List, in order, each item that the blog entry dated Sunday, January 30, 2011 names in the text below.

SELECTED EXCERPT
§ §
Sunday, January 30, 2011
And then a humble still life...
Followed by a stroll about Capitol Hill...
And a visit to St. Ignatius Chapel...
Things made of glass...
And more things made of glass...
And odd things that swirl endlessly, whose images refuse to upload. Damnation.
Saturday, January 29, 2011
Definitely a fork-and-knife operation, as I erred in first attempting to bite into the zeppole, from which issued forth a geyser of warm nutella.
My friend S., beside me, was watching me, and said, "You're not going to share that, are you?"
I admit that I'm not especially fond of the popular practice of the server setting out forks and spoons for everyone prior to dessert when not everyone orders dessert. There's this assumption that dessert is to be shared, and I say bollocks to that. Order your own! (Unless, of course, you're my son or husband, where Permission to Taste is written into the mother/son, wife/husband legal agreement, section 7, paragraph 4, line 19.) Now I don't want anyone getting the idea that I'm selfish; I'm the person who makes multiple desserts for nearly every social event (from scratch, butter, bittersweet chocolate, fresh fruit, etc.), and encourages everyone to have a slice of each, please! But when I'm dining out, I rarely order dessert, and when I do, It Belongs To Me.
Plans are afoot here today to build a portable electric dessert fence, one easily plucked from my handbag when the need arises, that produces an unpleasant but harmless shock when a fellow diner attempts to graze over to my side of the table during the dessert course. Zap! In the meantime, I may have to invest in some yellow caution tape, and be on the lookout, fork tines poised, for the errant zeppole sneak.
§ §
ENTRIES SUPPLIED
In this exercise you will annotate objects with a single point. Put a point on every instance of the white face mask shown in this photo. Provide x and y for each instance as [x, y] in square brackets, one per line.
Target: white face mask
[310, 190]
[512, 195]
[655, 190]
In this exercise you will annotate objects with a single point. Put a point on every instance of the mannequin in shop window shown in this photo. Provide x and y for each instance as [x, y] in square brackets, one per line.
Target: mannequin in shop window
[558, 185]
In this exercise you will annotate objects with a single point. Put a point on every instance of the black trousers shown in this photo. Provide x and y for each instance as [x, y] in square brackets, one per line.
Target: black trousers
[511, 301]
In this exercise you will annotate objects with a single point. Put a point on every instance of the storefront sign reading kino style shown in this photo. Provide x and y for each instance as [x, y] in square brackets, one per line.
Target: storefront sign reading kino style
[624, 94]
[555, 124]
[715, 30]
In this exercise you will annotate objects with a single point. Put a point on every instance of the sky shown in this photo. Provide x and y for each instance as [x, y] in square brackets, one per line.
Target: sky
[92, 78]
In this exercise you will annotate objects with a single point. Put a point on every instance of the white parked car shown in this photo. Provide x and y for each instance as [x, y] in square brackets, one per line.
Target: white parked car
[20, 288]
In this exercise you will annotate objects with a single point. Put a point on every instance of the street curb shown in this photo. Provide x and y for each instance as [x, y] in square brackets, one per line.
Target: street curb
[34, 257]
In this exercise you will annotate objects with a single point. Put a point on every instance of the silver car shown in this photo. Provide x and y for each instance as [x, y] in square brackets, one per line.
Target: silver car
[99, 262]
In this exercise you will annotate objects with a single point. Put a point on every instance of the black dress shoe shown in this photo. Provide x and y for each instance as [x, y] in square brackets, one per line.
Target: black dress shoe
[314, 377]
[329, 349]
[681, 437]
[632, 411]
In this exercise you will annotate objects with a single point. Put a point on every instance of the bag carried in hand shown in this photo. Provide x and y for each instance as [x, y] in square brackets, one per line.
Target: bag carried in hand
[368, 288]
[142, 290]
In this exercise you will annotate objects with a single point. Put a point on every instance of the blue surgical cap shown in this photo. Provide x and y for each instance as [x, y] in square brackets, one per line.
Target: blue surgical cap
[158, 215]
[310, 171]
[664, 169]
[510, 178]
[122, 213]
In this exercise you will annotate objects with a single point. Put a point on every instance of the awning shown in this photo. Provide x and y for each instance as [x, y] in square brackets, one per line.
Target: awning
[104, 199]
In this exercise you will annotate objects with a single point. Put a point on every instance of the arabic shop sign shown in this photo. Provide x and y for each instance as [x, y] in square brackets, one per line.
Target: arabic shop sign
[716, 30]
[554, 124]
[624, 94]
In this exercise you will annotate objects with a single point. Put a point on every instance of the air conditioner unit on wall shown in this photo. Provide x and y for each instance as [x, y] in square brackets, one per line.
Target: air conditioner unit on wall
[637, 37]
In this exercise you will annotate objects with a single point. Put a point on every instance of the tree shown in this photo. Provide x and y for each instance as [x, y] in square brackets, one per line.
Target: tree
§ §
YOUR SOLUTION
1. A humble still life
2. A stroll about Capitol Hill
3. A visit to St. Ignatius Chapel
4. Things made of glass
5. More things made of glass
6. Odd things that swirl endlessly